Aplastic anemia, as known as bone marrow failure, is a rare form of anemia. This is a blood disease in which your bone marrow is not capable of making new blood cells. The fatality rate of aplastic anemia rate is very high. The treatment of aplastic anemia is possible through a bone marrow transplant which is a very expensive treatment.

Health experts recently warned about the high incidence of aplastic anemia in Pakistan as compared to Western countries. They were addressing the 3rd National Symposium on Pediatric Hematology and Oncology at the Children’s Hospital Karachi. The symposium was attended by health specialists and pharmacists from all over the country.

Speaking at the symposium, pediatric hematologist Dr Saqib Husain Ansar said that the disease incidence in Pakistan is even higher when compared to neighboring countries such as India, Bangladesh etc. According to the speaker, a lot of environmental factors such as medicine, toxin exposure, pesticide and radiation exposure are the leading causes of aplastic anemia.

++++

▶ Required work
Copy out the stretch of the aplastic anemia text from "Health experts recently" through "of aplastic anemia.", replacing "pesticide" with "herbicide".

++++

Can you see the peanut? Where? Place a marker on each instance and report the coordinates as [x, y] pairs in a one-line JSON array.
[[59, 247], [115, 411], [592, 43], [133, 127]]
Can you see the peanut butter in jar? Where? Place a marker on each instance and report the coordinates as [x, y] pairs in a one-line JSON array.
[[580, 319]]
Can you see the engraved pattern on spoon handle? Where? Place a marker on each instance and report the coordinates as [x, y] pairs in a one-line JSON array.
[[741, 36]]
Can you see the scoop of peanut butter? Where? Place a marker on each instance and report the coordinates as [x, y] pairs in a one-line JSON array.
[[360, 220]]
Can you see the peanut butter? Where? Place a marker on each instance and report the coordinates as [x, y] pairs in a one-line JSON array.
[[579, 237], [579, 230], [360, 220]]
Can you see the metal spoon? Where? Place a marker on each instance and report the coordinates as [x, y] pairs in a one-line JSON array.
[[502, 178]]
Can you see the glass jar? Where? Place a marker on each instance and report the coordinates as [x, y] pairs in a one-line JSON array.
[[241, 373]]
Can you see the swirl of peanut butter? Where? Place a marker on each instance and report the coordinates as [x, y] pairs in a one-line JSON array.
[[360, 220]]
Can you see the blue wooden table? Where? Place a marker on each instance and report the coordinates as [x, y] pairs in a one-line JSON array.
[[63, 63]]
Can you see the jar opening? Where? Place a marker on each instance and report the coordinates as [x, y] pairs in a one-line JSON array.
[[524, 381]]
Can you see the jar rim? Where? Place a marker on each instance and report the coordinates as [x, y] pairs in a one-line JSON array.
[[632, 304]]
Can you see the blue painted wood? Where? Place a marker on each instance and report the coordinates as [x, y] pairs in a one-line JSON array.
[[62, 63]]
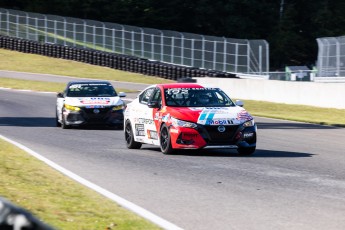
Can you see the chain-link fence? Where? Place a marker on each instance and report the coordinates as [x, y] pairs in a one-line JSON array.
[[331, 57], [186, 49]]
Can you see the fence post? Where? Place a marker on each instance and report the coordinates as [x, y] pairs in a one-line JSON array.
[[55, 32], [152, 46], [8, 23], [45, 29], [182, 49], [248, 57], [203, 52], [192, 49], [260, 59], [142, 43], [113, 40], [236, 56], [94, 37], [132, 43], [17, 25], [162, 46], [64, 31], [123, 40], [172, 49], [214, 54], [224, 54], [104, 34]]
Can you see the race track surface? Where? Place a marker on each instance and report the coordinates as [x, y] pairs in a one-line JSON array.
[[295, 180]]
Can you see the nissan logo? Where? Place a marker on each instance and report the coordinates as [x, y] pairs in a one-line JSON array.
[[221, 129]]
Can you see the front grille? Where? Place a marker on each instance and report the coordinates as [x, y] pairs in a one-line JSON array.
[[213, 136], [90, 115]]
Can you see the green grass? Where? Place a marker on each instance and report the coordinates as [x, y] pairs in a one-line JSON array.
[[16, 61], [59, 201], [66, 204]]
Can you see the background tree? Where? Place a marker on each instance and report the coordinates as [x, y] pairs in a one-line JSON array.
[[291, 33]]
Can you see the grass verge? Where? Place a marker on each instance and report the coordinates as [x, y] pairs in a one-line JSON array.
[[32, 63], [59, 201]]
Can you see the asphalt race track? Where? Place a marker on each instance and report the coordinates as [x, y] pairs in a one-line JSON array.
[[295, 180]]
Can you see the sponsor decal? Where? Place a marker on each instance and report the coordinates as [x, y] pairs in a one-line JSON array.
[[189, 135], [143, 121], [152, 134], [95, 100], [173, 130], [165, 118], [94, 106], [244, 115], [207, 115], [218, 122], [139, 130]]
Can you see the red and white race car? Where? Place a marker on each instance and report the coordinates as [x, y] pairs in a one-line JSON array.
[[188, 116]]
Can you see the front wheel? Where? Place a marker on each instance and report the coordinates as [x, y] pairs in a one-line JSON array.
[[63, 123], [165, 140], [130, 142], [246, 151], [57, 120]]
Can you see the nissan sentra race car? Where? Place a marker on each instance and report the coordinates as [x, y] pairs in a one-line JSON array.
[[188, 116], [89, 102]]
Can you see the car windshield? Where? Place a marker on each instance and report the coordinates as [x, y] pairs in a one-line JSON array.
[[197, 97], [91, 90]]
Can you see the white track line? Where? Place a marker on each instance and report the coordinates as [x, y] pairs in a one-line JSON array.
[[124, 203]]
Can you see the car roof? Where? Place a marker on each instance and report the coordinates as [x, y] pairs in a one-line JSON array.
[[88, 82], [180, 85]]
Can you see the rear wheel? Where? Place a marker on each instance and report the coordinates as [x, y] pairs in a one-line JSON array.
[[130, 142], [246, 151], [58, 124], [165, 140]]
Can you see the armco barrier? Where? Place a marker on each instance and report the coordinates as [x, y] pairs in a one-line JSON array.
[[106, 59]]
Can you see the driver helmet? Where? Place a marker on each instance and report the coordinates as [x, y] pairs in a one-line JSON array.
[[203, 99]]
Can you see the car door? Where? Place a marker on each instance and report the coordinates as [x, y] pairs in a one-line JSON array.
[[143, 124]]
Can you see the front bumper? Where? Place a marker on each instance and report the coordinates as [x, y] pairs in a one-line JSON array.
[[206, 136], [94, 116]]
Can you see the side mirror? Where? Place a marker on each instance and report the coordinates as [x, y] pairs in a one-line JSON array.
[[59, 95], [153, 104], [122, 94], [239, 103]]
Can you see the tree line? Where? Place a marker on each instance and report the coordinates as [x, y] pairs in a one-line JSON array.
[[289, 26]]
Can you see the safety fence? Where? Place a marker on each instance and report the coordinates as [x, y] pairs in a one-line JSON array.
[[111, 60], [331, 57], [181, 49]]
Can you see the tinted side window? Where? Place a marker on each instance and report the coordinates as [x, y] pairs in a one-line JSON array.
[[145, 96]]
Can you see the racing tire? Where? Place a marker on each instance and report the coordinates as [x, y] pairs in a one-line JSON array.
[[130, 142], [246, 151], [63, 123], [57, 123], [165, 140]]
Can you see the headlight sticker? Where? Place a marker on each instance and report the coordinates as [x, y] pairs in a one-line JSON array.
[[95, 100], [139, 130]]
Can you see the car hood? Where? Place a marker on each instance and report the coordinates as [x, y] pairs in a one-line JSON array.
[[93, 101], [211, 115]]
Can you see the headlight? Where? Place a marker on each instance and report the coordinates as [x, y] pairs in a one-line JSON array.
[[178, 123], [249, 123], [71, 108], [118, 107]]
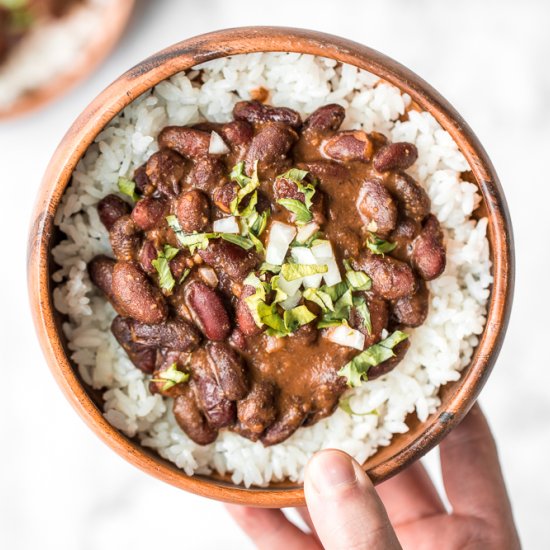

++++

▶ Output for this task
Health experts recently warned about the high incidence of aplastic anemia in Pakistan as compared to Western countries. They were addressing the 3rd National Symposium on Pediatric Hematology and Oncology at the Children’s Hospital Karachi. The symposium was attended by health specialists and pharmacists from all over the country.

Speaking at the symposium, pediatric hematologist Dr Saqib Husain Ansar said that the disease incidence in Pakistan is even higher when compared to neighboring countries such as India, Bangladesh etc. According to the speaker, a lot of environmental factors such as medicine, toxin exposure, herbicide and radiation exposure are the leading causes of aplastic anemia.